--- begin PASSAGE PROVIDED ---

- District: Lambeth
- Electorate: 48,264 (1973); 43,027 (1977); 39,065 (1980); 38,976 (1981); 38,328 (1985);
- Major settlements: Vauxhall
- Area: 572 hectares (5.72 km^{2})

Former electoral division
- Created: 1973
- Abolished: 1986
- Member: 1
- Created from: Lambeth

= Vauxhall (electoral division) =

Electoral division in Greater London, 1973–1986

Vauxhall was an electoral division for the purposes of elections to the Greater London Council. The constituency elected one councillor for a four-year term in 1973, 1977 and 1981, with the final term extended for an extra year ahead of the abolition of the Greater London Council.

==History==
It was planned to use the same boundaries as the Westminster Parliament constituencies for election of councillors to the Greater London Council (GLC), as had been the practice for elections to the predecessor London County Council, but those that existed in 1965 crossed the Greater London boundary. Until new constituencies could be settled, the 32 London boroughs were used as electoral areas. The London Borough of Lambeth formed the Lambeth electoral division. This was used for the Greater London Council elections in 1964, 1967 and 1970.

--- end PASSAGE PROVIDED ---
--- begin RECORDS PROVIDED ---

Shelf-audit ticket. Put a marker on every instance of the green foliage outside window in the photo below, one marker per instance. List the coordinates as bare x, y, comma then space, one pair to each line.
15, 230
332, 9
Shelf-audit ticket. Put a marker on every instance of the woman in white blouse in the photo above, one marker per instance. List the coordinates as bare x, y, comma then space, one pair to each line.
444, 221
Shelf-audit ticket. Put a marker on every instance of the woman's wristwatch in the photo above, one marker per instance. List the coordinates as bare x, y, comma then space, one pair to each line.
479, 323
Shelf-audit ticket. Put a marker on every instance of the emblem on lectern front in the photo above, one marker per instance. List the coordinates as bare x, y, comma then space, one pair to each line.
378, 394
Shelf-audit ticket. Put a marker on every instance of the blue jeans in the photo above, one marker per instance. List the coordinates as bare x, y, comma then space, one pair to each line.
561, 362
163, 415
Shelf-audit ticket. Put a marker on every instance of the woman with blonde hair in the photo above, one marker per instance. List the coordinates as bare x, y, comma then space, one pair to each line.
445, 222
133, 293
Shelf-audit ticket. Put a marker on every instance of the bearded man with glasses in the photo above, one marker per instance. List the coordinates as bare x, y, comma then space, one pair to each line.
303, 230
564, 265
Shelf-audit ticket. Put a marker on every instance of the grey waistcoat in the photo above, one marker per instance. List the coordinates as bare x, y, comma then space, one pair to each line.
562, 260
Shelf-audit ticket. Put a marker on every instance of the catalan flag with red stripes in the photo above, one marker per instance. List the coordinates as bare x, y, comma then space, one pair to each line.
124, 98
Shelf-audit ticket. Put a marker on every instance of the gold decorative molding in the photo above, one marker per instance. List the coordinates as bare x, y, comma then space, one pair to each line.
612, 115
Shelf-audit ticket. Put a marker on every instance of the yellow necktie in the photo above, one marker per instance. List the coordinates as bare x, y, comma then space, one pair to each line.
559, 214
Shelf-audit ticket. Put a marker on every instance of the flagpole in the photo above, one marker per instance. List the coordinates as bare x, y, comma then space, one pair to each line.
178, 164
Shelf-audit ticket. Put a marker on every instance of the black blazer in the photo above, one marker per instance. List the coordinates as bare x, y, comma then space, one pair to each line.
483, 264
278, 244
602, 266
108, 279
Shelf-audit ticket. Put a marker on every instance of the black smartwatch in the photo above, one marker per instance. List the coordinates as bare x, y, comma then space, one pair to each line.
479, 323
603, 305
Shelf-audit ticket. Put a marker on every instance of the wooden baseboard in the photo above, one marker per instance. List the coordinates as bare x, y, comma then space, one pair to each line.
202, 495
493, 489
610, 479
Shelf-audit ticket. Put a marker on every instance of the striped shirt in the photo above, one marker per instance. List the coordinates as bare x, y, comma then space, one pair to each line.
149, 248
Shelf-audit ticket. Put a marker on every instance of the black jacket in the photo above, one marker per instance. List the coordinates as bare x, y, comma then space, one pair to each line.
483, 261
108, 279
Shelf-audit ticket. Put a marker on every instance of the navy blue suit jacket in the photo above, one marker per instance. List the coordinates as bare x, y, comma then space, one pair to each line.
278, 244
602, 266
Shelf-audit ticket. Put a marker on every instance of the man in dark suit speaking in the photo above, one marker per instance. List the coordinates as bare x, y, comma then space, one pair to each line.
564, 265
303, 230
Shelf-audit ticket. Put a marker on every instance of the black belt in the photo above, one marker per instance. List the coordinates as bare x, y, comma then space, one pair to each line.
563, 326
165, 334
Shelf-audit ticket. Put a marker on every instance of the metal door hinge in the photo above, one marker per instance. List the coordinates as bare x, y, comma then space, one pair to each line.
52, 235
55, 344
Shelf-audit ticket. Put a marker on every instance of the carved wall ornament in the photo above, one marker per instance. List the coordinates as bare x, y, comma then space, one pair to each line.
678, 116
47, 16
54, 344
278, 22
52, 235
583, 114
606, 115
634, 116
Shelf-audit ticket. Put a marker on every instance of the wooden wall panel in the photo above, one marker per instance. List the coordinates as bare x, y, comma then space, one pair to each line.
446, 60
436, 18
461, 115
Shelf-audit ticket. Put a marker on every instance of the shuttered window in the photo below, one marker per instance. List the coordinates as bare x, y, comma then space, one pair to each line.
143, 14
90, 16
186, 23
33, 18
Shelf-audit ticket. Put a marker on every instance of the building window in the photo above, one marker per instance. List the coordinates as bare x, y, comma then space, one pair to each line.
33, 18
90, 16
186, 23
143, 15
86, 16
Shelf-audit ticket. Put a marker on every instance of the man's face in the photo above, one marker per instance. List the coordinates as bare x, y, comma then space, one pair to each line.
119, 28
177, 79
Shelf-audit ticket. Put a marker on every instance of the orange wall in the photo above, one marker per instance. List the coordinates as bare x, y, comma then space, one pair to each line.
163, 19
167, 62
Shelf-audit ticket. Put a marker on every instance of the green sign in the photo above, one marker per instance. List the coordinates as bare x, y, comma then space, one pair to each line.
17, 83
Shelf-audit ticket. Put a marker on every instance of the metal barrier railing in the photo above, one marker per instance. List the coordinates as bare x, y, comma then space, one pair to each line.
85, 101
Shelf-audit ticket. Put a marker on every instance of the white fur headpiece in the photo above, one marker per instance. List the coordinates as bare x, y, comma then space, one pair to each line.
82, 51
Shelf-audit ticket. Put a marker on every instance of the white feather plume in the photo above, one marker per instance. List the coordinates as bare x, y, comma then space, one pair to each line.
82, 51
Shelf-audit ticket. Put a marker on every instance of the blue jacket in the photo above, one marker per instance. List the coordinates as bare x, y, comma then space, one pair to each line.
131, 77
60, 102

--- end RECORDS PROVIDED ---

* _CHALLENGES_
1 - List every year of a Greater London Council election that the Vauxhall electoral division text mentions.
2 - Carry on the Vauxhall electoral division text, starting right after its final sentence.

* _EXERCISE RESULTS_
1 - 1964, 1967, 1970, 1973, 1977, 1981

2 -
The new constituencies were settled following the Second Periodic Review of Westminster constituencies and the new electoral division matched the boundaries of the Vauxhall parliamentary constituency.

The area was in a long-term period of population decline that was yet to reverse. The electorate reduced from 48,264 in 1973 to 38,328 in 1985. It covered an area of 572 hectare.

==Elections==
The Vauxhall constituency was used for the Greater London Council elections in 1973, 1977 and 1981. One councillor was elected at each election using first-past-the-post voting.

===1973 election===
The fourth election to the GLC (and first using revised boundaries) was held on 12 April 1973. The electorate was 48,264 and one Labour Party councillor was elected. The turnout was 30.5%. The councillor was elected for a three-year term. This was extended for an extra year in 1976 when the electoral cycle was switched to four-yearly.

1973 Greater London Council election: Vauxhall
| Party |  | Candidate | Votes | % | ±% |
|---|---|---|---|---|---|
|  | Labour | Ewan Geddes Carr | 10,821 | 73.56 |  |
|  | Conservative | Peter James Bottomley | 3,396 | 23.10 |  |
|  | Communist | J. A. Henry | 365 | 2.48 |  |
|  | Socialist (GB) | M. E. Sansum | 121 | 0.82 |  |
| Turnout |  |  |  |  |  |
|  | Labour win (new seat) |  |  |  |  |

===1977 election===
The fifth election to the GLC (and second using revised boundaries) was held on 5 May 1977. The electorate was 43,027 and one Labour Party councillor was elected. The turnout was 33.6%. The councillor was elected for a four-year term.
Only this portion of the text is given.